TASK PROMPT: Copy out all the items below with "rough mask" switched to "coarse mask" wherever it occurs, keeping every other word the same. Leave the pictures out of your copy.

::::::

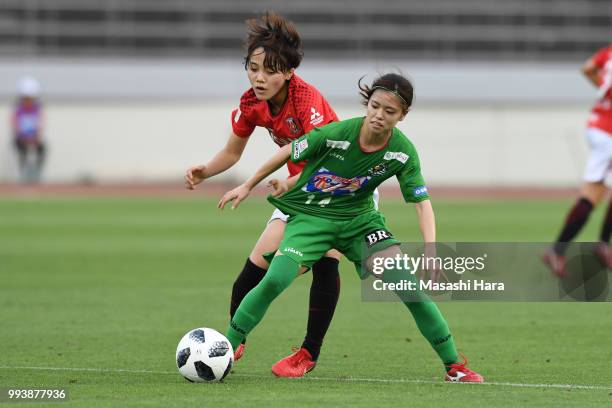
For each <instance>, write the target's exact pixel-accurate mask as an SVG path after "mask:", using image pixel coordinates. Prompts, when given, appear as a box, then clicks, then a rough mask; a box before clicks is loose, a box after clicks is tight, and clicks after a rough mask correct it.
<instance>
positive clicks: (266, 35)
mask: <svg viewBox="0 0 612 408" xmlns="http://www.w3.org/2000/svg"><path fill="white" fill-rule="evenodd" d="M247 26H248V34H247V39H246V43H245V48H246V51H247V53H246V56H245V58H244V67H245V69H246V68H247V67H248V64H249V60H250V59H251V55H252V54H253V51H255V50H256V49H257V48H263V50H264V51H265V53H266V57H265V59H264V67H265V68H266V69H269V70H271V71H273V72H287V71H289V70H290V69H292V68H297V67H298V66H299V65H300V63H301V62H302V57H303V56H304V53H303V51H302V39H301V38H300V35H299V33H298V32H297V29H296V28H295V26H294V25H293V23H292V22H291V21H289V20H287V19H285V18H284V17H283V16H281V15H280V14H277V13H275V12H273V11H267V12H265V13H264V14H263V15H262V16H261V17H259V18H258V19H251V20H247Z"/></svg>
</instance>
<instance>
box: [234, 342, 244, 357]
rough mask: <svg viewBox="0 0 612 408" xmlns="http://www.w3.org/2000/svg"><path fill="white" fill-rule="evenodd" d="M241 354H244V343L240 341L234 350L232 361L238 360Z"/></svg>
mask: <svg viewBox="0 0 612 408" xmlns="http://www.w3.org/2000/svg"><path fill="white" fill-rule="evenodd" d="M243 354H244V343H240V345H239V346H238V348H237V349H236V351H235V352H234V361H238V360H240V358H241V357H242V355H243Z"/></svg>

::::::

OUTPUT OF THE TASK:
For each <instance>, write the target's exact pixel-accurate mask as an SVG path after "mask:", using image pixel coordinates. Prompts, when given, appear as a box, then clicks, then a coarse mask; a box before clicks is loose, a box after clicks is tight, and clicks after a coarse mask correct it.
<instance>
positive clicks: (266, 35)
mask: <svg viewBox="0 0 612 408" xmlns="http://www.w3.org/2000/svg"><path fill="white" fill-rule="evenodd" d="M247 26H248V34H247V39H246V43H245V48H246V51H247V53H246V56H245V58H244V67H245V69H246V68H247V67H248V64H249V60H250V59H251V55H252V54H253V51H255V50H256V49H257V48H263V50H264V51H265V53H266V57H265V59H264V67H265V68H266V69H269V70H271V71H273V72H287V71H289V70H290V69H292V68H297V67H298V66H299V65H300V63H301V62H302V57H303V56H304V53H303V51H302V39H301V38H300V35H299V33H298V32H297V29H296V28H295V26H294V25H293V23H292V22H291V21H289V20H287V19H285V18H284V17H283V16H281V15H280V14H277V13H275V12H273V11H267V12H265V13H264V14H263V15H262V16H261V17H259V18H258V19H251V20H247Z"/></svg>
</instance>
<instance>
box: [234, 342, 244, 357]
coarse mask: <svg viewBox="0 0 612 408" xmlns="http://www.w3.org/2000/svg"><path fill="white" fill-rule="evenodd" d="M241 354H244V343L240 341L234 350L232 361L238 360Z"/></svg>
mask: <svg viewBox="0 0 612 408" xmlns="http://www.w3.org/2000/svg"><path fill="white" fill-rule="evenodd" d="M243 354H244V343H240V345H239V346H238V348H237V349H236V351H235V352H234V361H238V360H240V358H241V357H242V355H243Z"/></svg>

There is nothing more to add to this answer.